General Strain Theory (1992–Present), developed by Robert Agnew, broadened Merton’s original strain theory to include multiple sources of strain: failure to achieve positive goals, loss of positive stimuli, and presentation of negative stimuli. It also incorporates emotional responses, particularly anger, as mediators between strain and crime. General strain theory remains a leading explanation of individual differences in offending, especially among adolescents.
Self-Control Theory (1990–Present), proposed by Michael Gottfredson and Travis Hirschi, argues that low self-control, established early in life through ineffective parenting, is the single most important individual-level cause of crime. It claims to explain all forms of deviance, from delinquency to accidents to substance abuse. The theory has generated enormous research but also sharp criticism for its tautological elements and its neglect of social context.
Cultural Criminology (1995–Present) emerged as a reaction against the rational choice and control orthodoxies. Drawing on cultural studies and ethnographic methods, it examines the emotional, symbolic, and experiential dimensions of crime and crime control. Cultural criminologists study how subcultures construct meaning around risk, transgression, and resistance, and how media and political reactions amplify moral panics.
Green Criminology (1990–Present) expands the field to include environmental harms, such as pollution, wildlife trafficking, and corporate destruction of ecosystems. It challenges the legal definition of crime, arguing that many serious harms are not criminalized. Green criminology draws on critical, feminist, and anarchist traditions and has grown rapidly with the rise of climate change activism.
Biosocial Criminology (2008–Present) revives positivist interest in biological factors, but with modern methods. It examines how genetics, neurobiology, and environmental toxins interact with social conditions to influence behavior. Biosocial criminologists do not claim that biology determines crime; rather, they argue that biological vulnerabilities can increase susceptibility to criminogenic environments. This framework remains controversial, especially among critical and feminist scholars who worry about reductionism and stigmatization.
Situational Action Theory (2004–Present), developed by Per-Olof Wikström, attempts to integrate individual and environmental explanations. It argues that crime occurs when a person’s morality and ability to exercise self-control are overwhelmed by the moral context of a setting. The theory synthesizes insights from control, learning, and opportunity frameworks, and it has gained traction for its precise, testable propositions.
Today, no single framework dominates criminological theory. The leading perspectives—social learning, social control, general strain, routine activities, life-course, and biosocial—coexist in a state of productive tension. They agree that crime is multiply determined, that both individual and environmental factors matter, and that effective explanation requires attention to mechanisms rather than mere correlations. But they disagree sharply on which mechanisms are most important. Social learning theorists emphasize the content of peer associations; control theorists focus on the strength of social bonds; opportunity theorists highlight situational cues; biosocial researchers point to genetic predispositions. This pluralism is a sign of intellectual health, but it also means that criminological theory remains a field of lively debate rather than settled consensus.

Recorded information
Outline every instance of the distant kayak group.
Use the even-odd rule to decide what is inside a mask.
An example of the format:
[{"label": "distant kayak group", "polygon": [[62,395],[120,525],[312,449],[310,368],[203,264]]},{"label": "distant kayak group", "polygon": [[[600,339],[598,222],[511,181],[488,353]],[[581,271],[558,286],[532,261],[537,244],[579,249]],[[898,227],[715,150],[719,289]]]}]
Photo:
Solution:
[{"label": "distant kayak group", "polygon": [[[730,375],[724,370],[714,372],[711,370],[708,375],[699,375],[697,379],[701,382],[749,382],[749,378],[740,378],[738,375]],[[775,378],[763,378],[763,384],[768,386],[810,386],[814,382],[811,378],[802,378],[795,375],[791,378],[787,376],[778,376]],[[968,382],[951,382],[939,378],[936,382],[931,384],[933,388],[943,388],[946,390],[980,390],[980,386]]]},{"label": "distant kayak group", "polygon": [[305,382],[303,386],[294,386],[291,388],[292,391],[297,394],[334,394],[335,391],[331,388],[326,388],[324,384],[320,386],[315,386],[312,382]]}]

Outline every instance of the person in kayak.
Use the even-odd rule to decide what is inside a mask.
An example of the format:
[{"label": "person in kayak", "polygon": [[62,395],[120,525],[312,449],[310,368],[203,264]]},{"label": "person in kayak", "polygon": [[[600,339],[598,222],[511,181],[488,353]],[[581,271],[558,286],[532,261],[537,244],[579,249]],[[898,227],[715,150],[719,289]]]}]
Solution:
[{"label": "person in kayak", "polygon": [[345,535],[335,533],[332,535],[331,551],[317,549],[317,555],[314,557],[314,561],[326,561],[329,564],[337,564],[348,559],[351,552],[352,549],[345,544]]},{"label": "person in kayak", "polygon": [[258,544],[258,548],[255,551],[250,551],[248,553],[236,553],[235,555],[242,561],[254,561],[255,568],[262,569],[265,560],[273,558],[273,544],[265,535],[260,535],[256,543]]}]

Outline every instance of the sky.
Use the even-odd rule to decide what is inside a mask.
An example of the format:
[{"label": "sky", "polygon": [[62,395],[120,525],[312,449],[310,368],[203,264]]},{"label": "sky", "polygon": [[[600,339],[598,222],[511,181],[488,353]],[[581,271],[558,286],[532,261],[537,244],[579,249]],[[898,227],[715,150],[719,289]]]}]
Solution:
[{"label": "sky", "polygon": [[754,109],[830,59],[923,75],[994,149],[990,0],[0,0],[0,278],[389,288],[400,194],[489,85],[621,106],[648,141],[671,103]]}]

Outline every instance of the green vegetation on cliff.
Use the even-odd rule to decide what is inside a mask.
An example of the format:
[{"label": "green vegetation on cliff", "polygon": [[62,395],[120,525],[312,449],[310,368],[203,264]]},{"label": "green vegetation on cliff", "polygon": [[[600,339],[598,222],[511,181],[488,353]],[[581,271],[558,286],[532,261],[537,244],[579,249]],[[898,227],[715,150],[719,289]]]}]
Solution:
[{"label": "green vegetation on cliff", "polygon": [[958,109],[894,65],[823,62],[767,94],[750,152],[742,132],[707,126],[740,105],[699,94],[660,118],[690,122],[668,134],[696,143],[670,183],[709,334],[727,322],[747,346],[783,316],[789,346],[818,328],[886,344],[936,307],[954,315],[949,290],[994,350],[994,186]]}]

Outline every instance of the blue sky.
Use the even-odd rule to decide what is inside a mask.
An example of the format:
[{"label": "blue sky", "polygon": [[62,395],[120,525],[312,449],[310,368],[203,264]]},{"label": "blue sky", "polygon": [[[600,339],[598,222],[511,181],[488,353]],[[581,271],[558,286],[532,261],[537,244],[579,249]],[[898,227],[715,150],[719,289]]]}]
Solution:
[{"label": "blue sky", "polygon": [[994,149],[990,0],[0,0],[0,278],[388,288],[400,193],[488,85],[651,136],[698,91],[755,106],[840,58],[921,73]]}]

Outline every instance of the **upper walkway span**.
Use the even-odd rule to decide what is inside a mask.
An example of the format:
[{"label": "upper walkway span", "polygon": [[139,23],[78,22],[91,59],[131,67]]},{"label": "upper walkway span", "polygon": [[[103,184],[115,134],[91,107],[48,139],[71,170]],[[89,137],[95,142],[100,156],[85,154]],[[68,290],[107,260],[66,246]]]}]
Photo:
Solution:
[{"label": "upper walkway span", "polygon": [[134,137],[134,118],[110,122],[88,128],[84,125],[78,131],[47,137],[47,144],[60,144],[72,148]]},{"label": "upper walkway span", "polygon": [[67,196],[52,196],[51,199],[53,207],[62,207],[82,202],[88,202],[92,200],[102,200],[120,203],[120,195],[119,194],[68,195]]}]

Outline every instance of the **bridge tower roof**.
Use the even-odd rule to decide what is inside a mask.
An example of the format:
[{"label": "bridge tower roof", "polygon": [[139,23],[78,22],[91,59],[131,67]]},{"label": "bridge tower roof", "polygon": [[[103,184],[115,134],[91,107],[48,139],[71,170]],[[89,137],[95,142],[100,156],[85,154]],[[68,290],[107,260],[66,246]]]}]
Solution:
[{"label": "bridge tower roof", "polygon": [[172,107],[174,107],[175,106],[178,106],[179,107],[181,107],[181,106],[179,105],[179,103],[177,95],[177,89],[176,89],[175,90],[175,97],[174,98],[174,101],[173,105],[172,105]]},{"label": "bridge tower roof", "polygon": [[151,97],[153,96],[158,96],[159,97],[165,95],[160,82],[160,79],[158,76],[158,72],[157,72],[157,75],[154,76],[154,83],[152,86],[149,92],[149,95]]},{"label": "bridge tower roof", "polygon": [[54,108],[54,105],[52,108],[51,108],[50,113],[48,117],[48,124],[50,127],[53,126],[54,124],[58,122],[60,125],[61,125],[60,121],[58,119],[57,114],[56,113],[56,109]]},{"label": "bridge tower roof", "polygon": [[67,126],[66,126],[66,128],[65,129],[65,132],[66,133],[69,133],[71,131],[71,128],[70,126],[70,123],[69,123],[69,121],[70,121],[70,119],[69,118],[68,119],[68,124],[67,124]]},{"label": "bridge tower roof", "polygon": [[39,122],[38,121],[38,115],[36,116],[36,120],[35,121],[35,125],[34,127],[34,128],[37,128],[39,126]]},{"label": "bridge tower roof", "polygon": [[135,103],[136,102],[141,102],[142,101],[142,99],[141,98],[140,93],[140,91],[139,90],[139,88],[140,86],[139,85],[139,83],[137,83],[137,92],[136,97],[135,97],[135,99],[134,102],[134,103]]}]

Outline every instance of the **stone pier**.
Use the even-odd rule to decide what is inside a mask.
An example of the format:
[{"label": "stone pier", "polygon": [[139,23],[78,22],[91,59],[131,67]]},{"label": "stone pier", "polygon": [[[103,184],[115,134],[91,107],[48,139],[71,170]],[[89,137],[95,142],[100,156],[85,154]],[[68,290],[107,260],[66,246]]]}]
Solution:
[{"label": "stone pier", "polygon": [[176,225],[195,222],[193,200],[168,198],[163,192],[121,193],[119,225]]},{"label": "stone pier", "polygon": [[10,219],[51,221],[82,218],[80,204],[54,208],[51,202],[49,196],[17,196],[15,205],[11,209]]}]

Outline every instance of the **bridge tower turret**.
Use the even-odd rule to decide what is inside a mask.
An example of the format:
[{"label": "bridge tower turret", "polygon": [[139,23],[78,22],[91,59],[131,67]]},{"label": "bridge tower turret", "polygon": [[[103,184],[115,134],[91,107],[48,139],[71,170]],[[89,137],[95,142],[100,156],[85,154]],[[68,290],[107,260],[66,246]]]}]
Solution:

List of tasks
1. In the passage on criminological theories, retype the text starting with "Cultural Criminology (1995–Present)" and going on through "climate change activism.".
2. List every theory or school of thought in the passage on criminological theories that is given a date range, along with that range.

Answers given
1.
Cultural Criminology (1995–Present) emerged as a reaction against the rational choice and control orthodoxies. Drawing on cultural studies and ethnographic methods, it examines the emotional, symbolic, and experiential dimensions of crime and crime control. Cultural criminologists study how subcultures construct meaning around risk, transgression, and resistance, and how media and political reactions amplify moral panics.
Green Criminology (1990–Present) expands the field to include environmental harms, such as pollution, wildlife trafficking, and corporate destruction of ecosystems. It challenges the legal definition of crime, arguing that many serious harms are not criminalized. Green criminology draws on critical, feminist, and anarchist traditions and has grown rapidly with the rise of climate change activism.

2.
- General Strain Theory (1992–Present)
- Self-Control Theory (1990–Present)
- Cultural Criminology (1995–Present)
- Green Criminology (1990–Present)
- Biosocial Criminology (2008–Present)
- Situational Action Theory (2004–Present)